Reproduce the data verbatim, starting at its first line and ending at the line that contains "624L242 682L0 660V695L69", with both of those lines included.

#### The data ####

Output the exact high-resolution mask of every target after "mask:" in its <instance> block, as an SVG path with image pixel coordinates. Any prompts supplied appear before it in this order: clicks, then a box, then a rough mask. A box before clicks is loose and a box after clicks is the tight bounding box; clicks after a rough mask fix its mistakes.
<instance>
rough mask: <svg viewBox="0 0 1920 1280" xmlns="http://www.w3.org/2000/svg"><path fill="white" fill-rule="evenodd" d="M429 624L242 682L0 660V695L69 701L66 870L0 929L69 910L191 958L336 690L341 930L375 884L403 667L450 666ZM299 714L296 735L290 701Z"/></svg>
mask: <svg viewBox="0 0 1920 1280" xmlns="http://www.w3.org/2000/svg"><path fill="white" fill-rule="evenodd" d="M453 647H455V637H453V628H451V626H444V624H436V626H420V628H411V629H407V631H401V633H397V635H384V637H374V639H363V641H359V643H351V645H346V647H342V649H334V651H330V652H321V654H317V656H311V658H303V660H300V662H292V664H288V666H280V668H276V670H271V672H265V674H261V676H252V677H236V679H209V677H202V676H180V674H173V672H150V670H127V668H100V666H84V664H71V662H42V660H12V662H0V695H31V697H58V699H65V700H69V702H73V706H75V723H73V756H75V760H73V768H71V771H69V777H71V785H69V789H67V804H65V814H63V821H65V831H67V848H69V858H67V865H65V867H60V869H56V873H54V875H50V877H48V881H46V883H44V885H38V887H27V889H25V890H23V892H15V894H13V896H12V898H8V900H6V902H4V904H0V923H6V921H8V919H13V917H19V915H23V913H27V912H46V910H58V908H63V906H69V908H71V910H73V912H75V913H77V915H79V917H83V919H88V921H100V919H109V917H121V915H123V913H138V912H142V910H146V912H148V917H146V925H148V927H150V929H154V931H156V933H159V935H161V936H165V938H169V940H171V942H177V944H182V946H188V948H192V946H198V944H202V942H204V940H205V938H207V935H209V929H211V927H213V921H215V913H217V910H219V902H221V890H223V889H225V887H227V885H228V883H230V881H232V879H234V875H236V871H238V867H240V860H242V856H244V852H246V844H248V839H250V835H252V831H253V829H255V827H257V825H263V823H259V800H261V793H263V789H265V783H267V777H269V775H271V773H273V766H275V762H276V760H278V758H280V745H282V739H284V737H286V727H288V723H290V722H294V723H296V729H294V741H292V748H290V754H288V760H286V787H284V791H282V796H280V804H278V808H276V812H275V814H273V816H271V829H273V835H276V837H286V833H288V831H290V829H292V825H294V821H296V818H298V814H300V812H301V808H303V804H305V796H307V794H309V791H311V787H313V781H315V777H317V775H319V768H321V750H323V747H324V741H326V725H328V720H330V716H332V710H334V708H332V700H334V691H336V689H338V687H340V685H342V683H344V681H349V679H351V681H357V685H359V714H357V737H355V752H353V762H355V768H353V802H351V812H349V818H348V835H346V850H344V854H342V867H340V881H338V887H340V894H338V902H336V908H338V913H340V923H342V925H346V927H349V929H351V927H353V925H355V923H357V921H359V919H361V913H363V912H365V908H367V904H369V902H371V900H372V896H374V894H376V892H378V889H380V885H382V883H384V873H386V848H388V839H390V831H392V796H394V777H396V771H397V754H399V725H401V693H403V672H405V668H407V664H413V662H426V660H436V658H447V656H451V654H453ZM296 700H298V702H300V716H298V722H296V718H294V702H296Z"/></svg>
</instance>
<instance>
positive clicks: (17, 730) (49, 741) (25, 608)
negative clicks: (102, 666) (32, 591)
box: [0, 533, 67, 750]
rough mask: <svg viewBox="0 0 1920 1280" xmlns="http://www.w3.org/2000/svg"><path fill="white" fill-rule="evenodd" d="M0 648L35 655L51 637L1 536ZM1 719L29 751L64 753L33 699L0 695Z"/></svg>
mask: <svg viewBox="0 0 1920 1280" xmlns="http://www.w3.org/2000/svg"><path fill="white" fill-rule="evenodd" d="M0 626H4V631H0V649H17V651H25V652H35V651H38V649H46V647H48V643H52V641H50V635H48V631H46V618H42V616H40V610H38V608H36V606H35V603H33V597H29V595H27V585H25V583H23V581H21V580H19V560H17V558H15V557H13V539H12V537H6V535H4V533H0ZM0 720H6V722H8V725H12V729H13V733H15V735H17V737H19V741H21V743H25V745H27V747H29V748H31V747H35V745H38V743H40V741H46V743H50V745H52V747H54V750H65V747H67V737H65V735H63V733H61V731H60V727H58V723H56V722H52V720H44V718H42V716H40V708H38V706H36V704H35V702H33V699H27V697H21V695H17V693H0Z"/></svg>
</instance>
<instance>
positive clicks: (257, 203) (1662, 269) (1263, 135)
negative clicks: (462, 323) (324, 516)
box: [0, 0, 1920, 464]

####

Result of this exercise:
Output the exact high-resolution mask of every target after "mask:" in its <instance> block, as an SVG path with image pixel coordinates. Any prompts supplied appear before it in this order: clicks, then a box, then a rough mask. A box before clicks is loose and a box after clicks is the tight bounding box; clicks after a rough mask fix its mistakes.
<instance>
rough mask: <svg viewBox="0 0 1920 1280" xmlns="http://www.w3.org/2000/svg"><path fill="white" fill-rule="evenodd" d="M429 624L242 682L0 660V695L69 701L66 870L0 929L69 910L191 958L336 690L341 930L375 884L403 667L450 666ZM299 714L296 735L290 701Z"/></svg>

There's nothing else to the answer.